- [STATED GOAL]
In the listing below, recast the stretch from the line containing "of the distant" through the line containing "[[135, 192], [324, 177]]" as a JSON list of strings, one string per line, leaving out any blank lines.

-------------------------

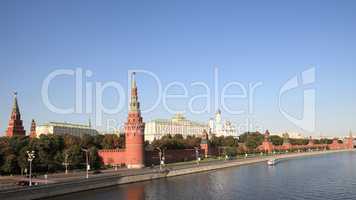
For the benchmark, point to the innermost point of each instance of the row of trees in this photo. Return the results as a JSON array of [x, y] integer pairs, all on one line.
[[52, 151]]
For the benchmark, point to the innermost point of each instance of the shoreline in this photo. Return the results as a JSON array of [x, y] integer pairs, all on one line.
[[80, 185]]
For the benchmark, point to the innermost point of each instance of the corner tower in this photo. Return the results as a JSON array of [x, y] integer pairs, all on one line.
[[134, 131], [15, 127]]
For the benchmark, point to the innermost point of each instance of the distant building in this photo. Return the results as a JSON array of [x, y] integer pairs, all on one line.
[[62, 128], [177, 125], [220, 128]]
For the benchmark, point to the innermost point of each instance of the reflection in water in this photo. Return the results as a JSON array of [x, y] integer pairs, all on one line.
[[135, 192], [324, 177]]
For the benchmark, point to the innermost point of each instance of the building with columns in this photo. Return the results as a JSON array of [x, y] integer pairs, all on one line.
[[156, 129], [15, 127], [218, 127]]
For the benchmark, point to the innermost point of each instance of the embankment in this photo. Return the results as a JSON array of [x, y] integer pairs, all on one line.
[[55, 189]]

-------------------------

- [RESPONSE BELOW]
[
  "For the benchmark, point to the innermost point of each instance of the distant building in this photo. Return the results as a JSON array of [x, y] integer pairs, all on one line.",
  "[[62, 128], [177, 125], [220, 128]]",
  "For the benchmark, point to the innermost point of each instance of the reflection in water in this photo. Return the results as a JSON array of [x, y] integer pairs, all on one line.",
  "[[135, 192], [324, 177]]"
]